How to complete this task:
Find the line containing "beach. Keep to one point per instance.". Reproduce it and every line after it up to the end of the records, exactly as written.

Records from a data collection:
"""

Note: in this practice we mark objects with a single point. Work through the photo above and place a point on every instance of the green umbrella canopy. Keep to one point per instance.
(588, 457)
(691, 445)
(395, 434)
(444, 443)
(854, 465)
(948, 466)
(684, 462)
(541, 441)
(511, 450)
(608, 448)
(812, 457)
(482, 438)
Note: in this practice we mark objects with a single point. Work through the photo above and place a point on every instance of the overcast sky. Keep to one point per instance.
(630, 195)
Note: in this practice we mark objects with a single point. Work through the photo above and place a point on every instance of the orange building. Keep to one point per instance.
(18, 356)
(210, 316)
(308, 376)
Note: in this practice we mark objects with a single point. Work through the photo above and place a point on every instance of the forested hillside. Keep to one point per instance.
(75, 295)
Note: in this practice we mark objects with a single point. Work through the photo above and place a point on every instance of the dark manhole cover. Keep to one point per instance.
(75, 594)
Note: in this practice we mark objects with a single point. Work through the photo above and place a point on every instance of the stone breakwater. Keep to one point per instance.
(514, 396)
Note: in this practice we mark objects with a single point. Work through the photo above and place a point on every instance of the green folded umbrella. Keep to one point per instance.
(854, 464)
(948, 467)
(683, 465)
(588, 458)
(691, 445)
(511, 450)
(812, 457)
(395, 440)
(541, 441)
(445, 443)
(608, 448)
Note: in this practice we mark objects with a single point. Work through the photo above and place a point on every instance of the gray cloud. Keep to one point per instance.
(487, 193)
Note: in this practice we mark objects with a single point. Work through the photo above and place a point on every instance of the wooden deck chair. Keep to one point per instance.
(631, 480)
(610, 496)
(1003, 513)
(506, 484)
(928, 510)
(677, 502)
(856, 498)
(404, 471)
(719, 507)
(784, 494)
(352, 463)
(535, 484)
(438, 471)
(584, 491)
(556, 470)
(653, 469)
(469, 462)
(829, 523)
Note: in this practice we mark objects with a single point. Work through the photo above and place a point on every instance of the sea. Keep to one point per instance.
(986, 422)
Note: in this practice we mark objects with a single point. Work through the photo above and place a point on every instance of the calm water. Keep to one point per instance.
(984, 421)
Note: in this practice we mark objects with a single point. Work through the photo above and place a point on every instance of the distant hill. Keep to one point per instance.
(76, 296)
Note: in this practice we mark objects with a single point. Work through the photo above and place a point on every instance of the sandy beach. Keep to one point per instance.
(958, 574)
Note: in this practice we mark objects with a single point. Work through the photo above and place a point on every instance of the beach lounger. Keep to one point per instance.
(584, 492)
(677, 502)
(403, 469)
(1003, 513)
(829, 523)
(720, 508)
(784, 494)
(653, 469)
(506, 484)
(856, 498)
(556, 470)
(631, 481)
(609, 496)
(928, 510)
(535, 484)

"""

Response area:
Note: in this practice we mark objects with a single point. Work through the photo above and place a point on every instance of the sandy beach. Keep to one point per instance.
(958, 574)
Note: in this practice we mark objects with a single point. Work through the photo above and place a point on every instance of the beach lounger. Keep to one point per instance.
(584, 492)
(677, 502)
(403, 469)
(1003, 513)
(829, 523)
(720, 508)
(784, 494)
(653, 469)
(506, 484)
(856, 498)
(556, 470)
(631, 481)
(609, 496)
(928, 510)
(535, 484)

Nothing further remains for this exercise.